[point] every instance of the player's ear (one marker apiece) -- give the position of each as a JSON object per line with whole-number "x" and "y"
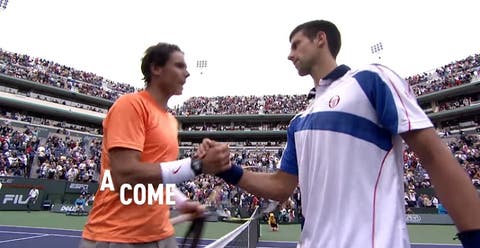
{"x": 320, "y": 39}
{"x": 156, "y": 70}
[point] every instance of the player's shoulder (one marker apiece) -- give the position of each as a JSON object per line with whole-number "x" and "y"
{"x": 129, "y": 100}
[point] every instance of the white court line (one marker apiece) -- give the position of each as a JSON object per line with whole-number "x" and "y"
{"x": 44, "y": 234}
{"x": 12, "y": 240}
{"x": 38, "y": 227}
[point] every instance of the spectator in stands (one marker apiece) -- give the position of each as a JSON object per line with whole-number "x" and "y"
{"x": 33, "y": 194}
{"x": 140, "y": 141}
{"x": 272, "y": 222}
{"x": 80, "y": 204}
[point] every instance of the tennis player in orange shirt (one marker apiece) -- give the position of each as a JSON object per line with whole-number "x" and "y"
{"x": 140, "y": 146}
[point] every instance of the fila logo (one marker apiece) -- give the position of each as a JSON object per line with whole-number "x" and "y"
{"x": 334, "y": 101}
{"x": 15, "y": 199}
{"x": 175, "y": 171}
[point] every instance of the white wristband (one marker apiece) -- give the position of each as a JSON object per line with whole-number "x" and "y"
{"x": 177, "y": 171}
{"x": 179, "y": 197}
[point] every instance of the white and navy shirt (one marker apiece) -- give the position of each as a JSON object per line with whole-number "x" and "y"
{"x": 346, "y": 150}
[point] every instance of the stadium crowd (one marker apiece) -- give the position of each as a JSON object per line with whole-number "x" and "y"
{"x": 66, "y": 157}
{"x": 451, "y": 75}
{"x": 51, "y": 73}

#####

Reproduce the full listing above with its requests intact, shifting every x and y coordinate in the answers by adding 38. Omit the picture.

◆ **SOLUTION TO THE EXERCISE**
[point] every instance of the player's ear (one marker apiece) -- give the position of each as a JSON object per line with whole-number "x" and "y"
{"x": 358, "y": 77}
{"x": 194, "y": 108}
[point] every instance of the player's shoulder (one marker apiece) -- give the position of each as a JSON object per line with whole-number "x" and "y"
{"x": 167, "y": 138}
[point] every instance of the white court line (one marker apiece) -- give the position of each as a JSON object per line with whole-number "x" and "y"
{"x": 82, "y": 272}
{"x": 50, "y": 278}
{"x": 76, "y": 265}
[point] every instance of the spectator in stands (one marker apiece) -- give the position of each as a JSON object per line with whole-number "x" and "y"
{"x": 71, "y": 232}
{"x": 178, "y": 179}
{"x": 310, "y": 260}
{"x": 118, "y": 242}
[point] every instance of the tennis player in orange shirt (one marker apiece) -- give the position of each as a JSON object per line with whole-number "x" and "y"
{"x": 178, "y": 184}
[point] every instance of the fila logo (one marker apiece) -- give the position of each as a JSON object per line with whole-number "x" and "y"
{"x": 372, "y": 139}
{"x": 53, "y": 237}
{"x": 213, "y": 209}
[point] every instance of the white wristband (one marker apiece) -- give the position of each as a JSON object per line with whole-number "x" and "y"
{"x": 215, "y": 209}
{"x": 217, "y": 235}
[point] every instance of the white and navy shirt (one marker apiece) -- give the position of each as a JSON object per line with whole-number "x" and "y"
{"x": 384, "y": 188}
[point] every instance of the stadium crowd (one marker apiece) -- give the position of each as a JSON object per line with whole-number "x" and "y"
{"x": 104, "y": 195}
{"x": 489, "y": 113}
{"x": 89, "y": 111}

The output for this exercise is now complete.